━━━━━ Exercise text

Microtubules and root protophloem ontogeny in wheat

Protophloem ontogeny in roots of Triticum aestivum has been investigated ultrastructurally. Each protophloem pole consists of three cells, a protophloem sieve element and two companion cells, all originating from a single precursor cell usually having a pentahedral shape. This protophloem mother cell (PMC) undergoes two successive asymmetrical divisions: the first one gives rise to a smaller cell that will differentiate into a companion cell, and a larger one that divides again asymmetrically yielding another companion cell and a protophloem sieve element. The latter divides once more, but now symmetrically, increasing the number of cells. Both asymmetrical and symmetrical divisions are preceded by preprophase microtubule bands (PMBs), well demarcated by a great number (more than 100 profiles in a single band section) of microtubules (MTs). The plane of a PMB coincides with that of the succeeding cell plate, which fuses with parent walls at sites previously occupied by the PMB. The strict correspondence between PMB and cell plate suggests that a cytokinesis the latter bisects the PMB cortical zone. The possible role of PMB cortical zone in positioning the cell plate and guiding its expanding edges towards predetermined sites is discussed in relation to recent discoveries in other anatomical situations. The plane of PMBs (and hence of divisions) changes from one division to the next, so that the three successive divisions occur in three spatial planes transversely to each other. This change is probably influenced by cell polarity. Prior to each asymmetrical division peri-nuclear MTs were observed besides the MTs of the PMB. They appear before the PMB organization and persist throughout preprophase, but they change their position and orientation in response to the transition from PMB to the spindle organization.

Organelle distribution and cell differentiation in the formation of stomatal complexes in barley

Interference – phase contrast observations of leaf epidermis in barley revealed the arrangement of organelles in cells that form stomatal complexes. Organelle movement and alignment were highly correlated with the process of cell division and differentiation that leads to mature stomata. Organelle rearrangement was most marked at the asymmetrical divisions that formed subsidiary cells of stomatal complexes.

━━━━━━━━━━
━━━━━ Extracted entries

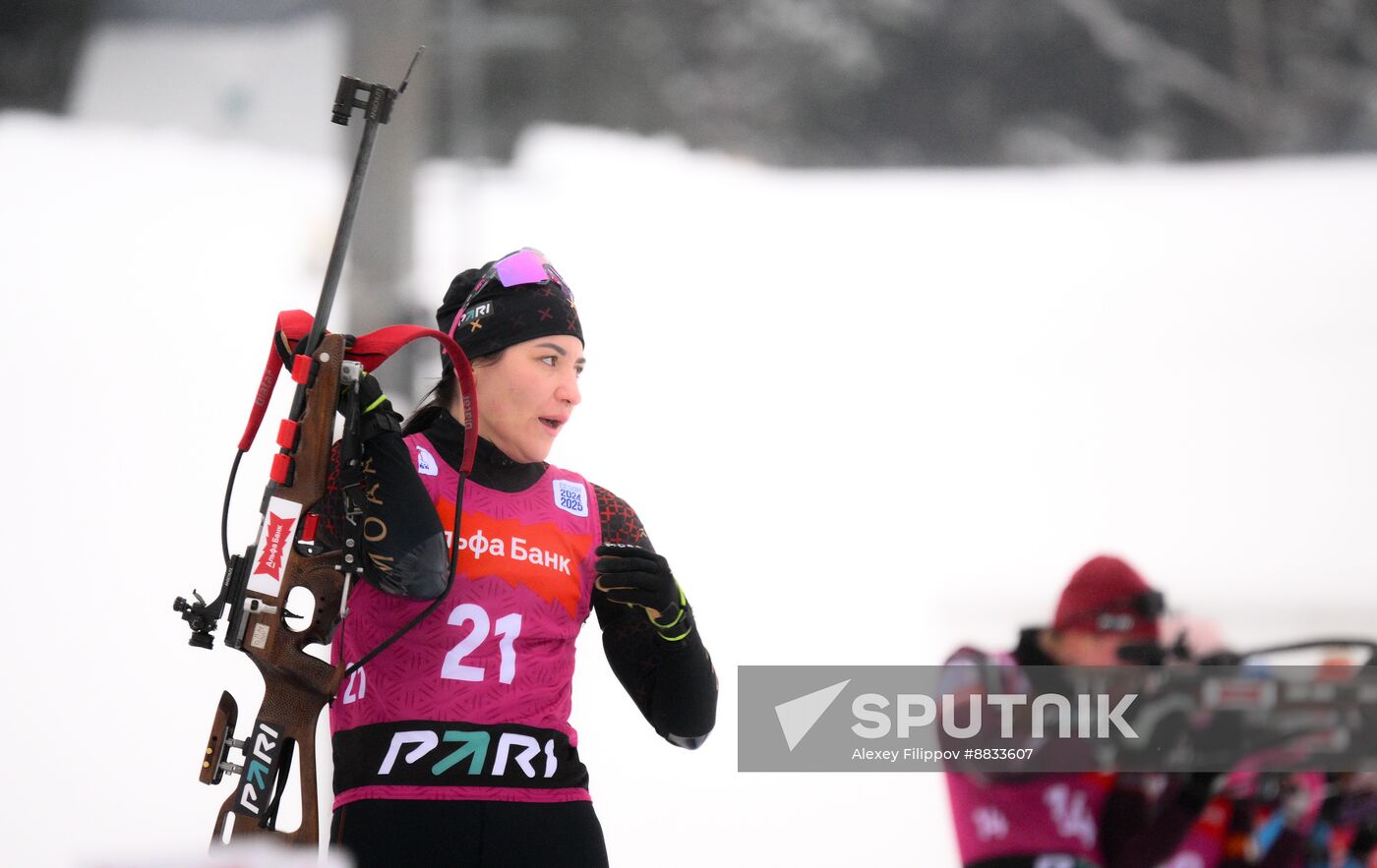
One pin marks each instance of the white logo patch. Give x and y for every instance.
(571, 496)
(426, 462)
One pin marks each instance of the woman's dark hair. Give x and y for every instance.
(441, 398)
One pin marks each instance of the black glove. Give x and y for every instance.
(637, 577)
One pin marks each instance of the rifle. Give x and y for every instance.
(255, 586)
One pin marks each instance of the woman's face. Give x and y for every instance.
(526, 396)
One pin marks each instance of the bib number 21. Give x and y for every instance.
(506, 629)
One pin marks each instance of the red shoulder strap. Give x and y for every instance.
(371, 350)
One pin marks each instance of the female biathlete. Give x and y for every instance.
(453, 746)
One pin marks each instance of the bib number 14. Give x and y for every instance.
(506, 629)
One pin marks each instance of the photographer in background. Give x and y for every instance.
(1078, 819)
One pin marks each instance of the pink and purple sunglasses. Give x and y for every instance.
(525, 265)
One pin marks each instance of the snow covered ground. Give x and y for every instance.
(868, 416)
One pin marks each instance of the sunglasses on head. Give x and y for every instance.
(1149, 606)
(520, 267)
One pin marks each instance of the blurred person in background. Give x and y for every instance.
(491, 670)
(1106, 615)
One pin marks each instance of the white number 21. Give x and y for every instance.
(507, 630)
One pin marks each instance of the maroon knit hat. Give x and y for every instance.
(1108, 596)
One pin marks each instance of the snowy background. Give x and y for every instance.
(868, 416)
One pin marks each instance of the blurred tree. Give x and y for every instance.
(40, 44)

━━━━━━━━━━
━━━━━ Extracted entries

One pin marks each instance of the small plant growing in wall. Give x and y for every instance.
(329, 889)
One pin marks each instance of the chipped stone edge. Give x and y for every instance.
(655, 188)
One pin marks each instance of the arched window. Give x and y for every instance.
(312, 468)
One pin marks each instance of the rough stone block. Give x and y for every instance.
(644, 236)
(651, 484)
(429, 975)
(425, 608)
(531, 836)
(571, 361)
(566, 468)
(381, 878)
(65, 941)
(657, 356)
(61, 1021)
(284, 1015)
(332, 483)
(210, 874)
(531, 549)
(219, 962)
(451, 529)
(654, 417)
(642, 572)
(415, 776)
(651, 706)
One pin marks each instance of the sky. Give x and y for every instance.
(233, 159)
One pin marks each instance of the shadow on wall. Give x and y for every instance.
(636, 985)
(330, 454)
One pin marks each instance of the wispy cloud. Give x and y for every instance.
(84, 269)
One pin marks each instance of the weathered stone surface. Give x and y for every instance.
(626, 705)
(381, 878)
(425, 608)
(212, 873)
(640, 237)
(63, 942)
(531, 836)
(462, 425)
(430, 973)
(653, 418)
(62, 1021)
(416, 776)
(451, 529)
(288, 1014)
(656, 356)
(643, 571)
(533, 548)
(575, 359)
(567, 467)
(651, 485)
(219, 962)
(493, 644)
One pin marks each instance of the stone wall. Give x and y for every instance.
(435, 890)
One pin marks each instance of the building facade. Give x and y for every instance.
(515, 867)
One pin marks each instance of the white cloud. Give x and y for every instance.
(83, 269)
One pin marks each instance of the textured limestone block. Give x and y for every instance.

━━━━━━━━━━

(Work item) Reproduce the passage of the plant cell text starting with "Interference – phase" and going on through "of stomatal complexes.".

(Expected output)
Interference – phase contrast observations of leaf epidermis in barley revealed the arrangement of organelles in cells that form stomatal complexes. Organelle movement and alignment were highly correlated with the process of cell division and differentiation that leads to mature stomata. Organelle rearrangement was most marked at the asymmetrical divisions that formed subsidiary cells of stomatal complexes.